• DATASET ENTRIES:
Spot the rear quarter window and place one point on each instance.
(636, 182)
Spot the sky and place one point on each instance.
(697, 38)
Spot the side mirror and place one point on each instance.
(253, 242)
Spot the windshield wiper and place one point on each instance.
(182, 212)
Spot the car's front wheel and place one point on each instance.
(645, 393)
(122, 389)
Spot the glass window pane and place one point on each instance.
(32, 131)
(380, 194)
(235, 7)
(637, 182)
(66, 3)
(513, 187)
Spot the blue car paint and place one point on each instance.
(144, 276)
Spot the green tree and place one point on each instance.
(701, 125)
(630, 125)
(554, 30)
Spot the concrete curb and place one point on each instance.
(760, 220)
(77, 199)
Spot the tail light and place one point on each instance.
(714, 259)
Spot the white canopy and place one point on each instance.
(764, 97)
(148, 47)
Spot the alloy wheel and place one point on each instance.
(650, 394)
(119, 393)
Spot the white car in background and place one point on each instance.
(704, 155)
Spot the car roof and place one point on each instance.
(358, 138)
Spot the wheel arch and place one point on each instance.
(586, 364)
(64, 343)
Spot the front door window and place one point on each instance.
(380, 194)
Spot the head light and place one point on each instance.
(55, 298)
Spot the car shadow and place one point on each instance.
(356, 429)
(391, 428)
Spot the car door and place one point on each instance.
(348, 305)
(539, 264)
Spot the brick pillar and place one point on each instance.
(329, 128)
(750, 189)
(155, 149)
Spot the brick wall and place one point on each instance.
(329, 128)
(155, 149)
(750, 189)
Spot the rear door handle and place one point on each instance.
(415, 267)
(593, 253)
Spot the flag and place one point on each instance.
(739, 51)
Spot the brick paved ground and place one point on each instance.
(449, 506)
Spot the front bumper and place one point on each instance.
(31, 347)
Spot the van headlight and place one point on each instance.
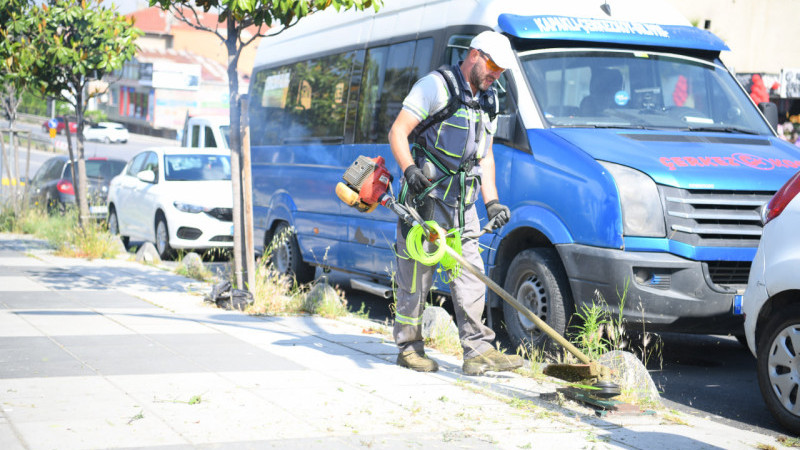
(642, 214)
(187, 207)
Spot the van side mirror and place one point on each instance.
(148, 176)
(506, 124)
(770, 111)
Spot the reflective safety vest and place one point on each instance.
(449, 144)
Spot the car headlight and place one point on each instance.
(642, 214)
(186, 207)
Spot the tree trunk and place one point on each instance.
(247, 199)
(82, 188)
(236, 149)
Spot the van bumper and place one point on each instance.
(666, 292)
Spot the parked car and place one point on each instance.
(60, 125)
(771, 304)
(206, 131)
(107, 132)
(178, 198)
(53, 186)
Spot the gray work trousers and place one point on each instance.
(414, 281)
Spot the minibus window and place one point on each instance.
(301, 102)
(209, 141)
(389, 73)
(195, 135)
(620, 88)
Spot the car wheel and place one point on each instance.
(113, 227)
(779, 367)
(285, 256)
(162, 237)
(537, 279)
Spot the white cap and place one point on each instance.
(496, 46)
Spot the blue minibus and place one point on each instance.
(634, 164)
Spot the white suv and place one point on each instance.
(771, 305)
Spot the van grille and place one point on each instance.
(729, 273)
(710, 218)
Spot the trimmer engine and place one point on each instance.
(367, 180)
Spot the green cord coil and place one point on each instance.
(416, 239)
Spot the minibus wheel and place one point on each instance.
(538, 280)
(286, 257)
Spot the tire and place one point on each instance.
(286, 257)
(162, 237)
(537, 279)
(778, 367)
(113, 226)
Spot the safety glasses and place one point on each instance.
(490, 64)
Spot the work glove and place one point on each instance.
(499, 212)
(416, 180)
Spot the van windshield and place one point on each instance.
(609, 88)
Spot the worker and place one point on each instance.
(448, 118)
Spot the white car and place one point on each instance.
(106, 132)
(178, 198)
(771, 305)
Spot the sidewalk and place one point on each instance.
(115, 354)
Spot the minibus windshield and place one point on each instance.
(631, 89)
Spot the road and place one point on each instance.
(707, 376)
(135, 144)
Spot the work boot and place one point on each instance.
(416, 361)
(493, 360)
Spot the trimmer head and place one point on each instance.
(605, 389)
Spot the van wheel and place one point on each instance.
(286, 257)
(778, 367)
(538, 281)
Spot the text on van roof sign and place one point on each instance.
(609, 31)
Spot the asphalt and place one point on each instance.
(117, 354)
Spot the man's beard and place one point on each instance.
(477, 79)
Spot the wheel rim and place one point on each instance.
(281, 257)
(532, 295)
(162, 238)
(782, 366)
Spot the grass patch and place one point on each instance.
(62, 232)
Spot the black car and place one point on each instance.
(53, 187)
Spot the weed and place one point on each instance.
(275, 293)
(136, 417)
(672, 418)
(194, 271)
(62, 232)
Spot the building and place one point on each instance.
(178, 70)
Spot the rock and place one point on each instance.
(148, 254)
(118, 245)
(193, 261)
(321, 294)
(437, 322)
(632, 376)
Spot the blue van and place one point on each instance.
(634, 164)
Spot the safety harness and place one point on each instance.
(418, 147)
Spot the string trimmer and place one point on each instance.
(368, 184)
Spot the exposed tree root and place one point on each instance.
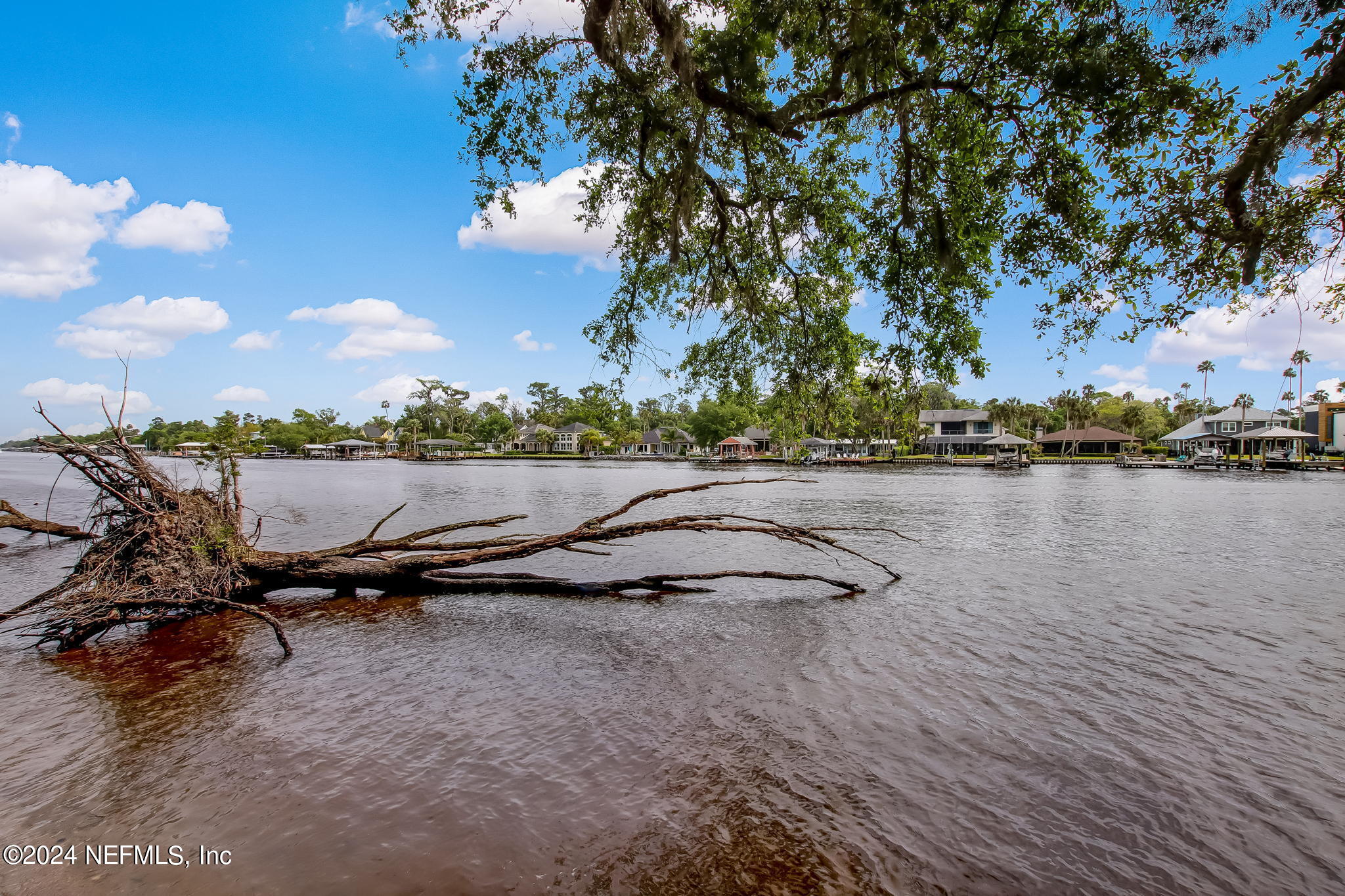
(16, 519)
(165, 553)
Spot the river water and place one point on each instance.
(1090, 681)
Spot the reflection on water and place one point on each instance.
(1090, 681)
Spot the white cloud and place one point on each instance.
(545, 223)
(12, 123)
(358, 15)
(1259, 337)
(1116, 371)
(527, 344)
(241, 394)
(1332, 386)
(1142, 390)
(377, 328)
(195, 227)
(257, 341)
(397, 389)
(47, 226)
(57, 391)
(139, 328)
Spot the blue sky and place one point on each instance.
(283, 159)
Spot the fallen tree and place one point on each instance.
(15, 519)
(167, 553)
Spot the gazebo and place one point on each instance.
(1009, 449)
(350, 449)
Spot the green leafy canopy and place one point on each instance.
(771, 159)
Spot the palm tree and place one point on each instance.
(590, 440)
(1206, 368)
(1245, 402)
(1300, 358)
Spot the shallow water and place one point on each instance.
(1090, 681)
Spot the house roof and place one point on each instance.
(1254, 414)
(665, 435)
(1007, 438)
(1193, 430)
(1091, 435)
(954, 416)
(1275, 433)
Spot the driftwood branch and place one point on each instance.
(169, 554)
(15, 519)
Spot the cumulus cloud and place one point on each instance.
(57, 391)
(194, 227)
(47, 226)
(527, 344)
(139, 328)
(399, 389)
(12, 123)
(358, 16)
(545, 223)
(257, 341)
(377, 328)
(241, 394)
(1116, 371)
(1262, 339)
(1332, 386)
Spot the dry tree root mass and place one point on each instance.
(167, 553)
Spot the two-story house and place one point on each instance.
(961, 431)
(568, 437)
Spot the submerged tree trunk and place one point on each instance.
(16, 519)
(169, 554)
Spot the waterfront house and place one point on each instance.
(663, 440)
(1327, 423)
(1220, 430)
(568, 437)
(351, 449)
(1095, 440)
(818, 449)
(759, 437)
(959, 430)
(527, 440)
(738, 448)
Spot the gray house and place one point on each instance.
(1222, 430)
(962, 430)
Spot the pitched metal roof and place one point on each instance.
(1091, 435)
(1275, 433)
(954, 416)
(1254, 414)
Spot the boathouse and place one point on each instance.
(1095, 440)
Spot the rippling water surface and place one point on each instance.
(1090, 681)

• PROMPT:
Edit the records from the line containing "Spot the house" through the end of the records, changing "driftwood branch" to "driftwood log" and leaving everything else as it is. Return only those lines.

• THE RESPONSE:
Spot the house roof and place one point on each instance.
(1254, 414)
(665, 435)
(1007, 438)
(1193, 430)
(1091, 435)
(954, 416)
(1275, 433)
Spot the driftwood log and place one point on each instance.
(169, 554)
(15, 519)
Spot the cumulus cloud and place one point on each instance.
(57, 391)
(194, 227)
(47, 226)
(527, 344)
(139, 328)
(399, 389)
(12, 123)
(358, 16)
(545, 223)
(257, 341)
(377, 328)
(241, 394)
(1116, 371)
(1262, 339)
(1332, 386)
Spot the dry tree root mass and place one point on each instance.
(167, 553)
Spot the two-story house and place one point on each instance.
(961, 431)
(568, 437)
Spot the submerged tree trunk and place one point on each instance.
(16, 519)
(169, 554)
Spot the waterfront house and place one point on each instance.
(663, 440)
(1327, 423)
(1220, 430)
(568, 437)
(351, 449)
(1095, 440)
(818, 449)
(759, 437)
(959, 430)
(527, 440)
(738, 448)
Spot the gray house and place one point on each instance.
(1222, 430)
(962, 430)
Spot the pitched metal roof and place one point on each instance.
(1091, 435)
(1275, 433)
(954, 416)
(1254, 414)
Spot the boathouse and place one point on each instance.
(1095, 440)
Spot the rippling water surface and place one point on each instance.
(1090, 681)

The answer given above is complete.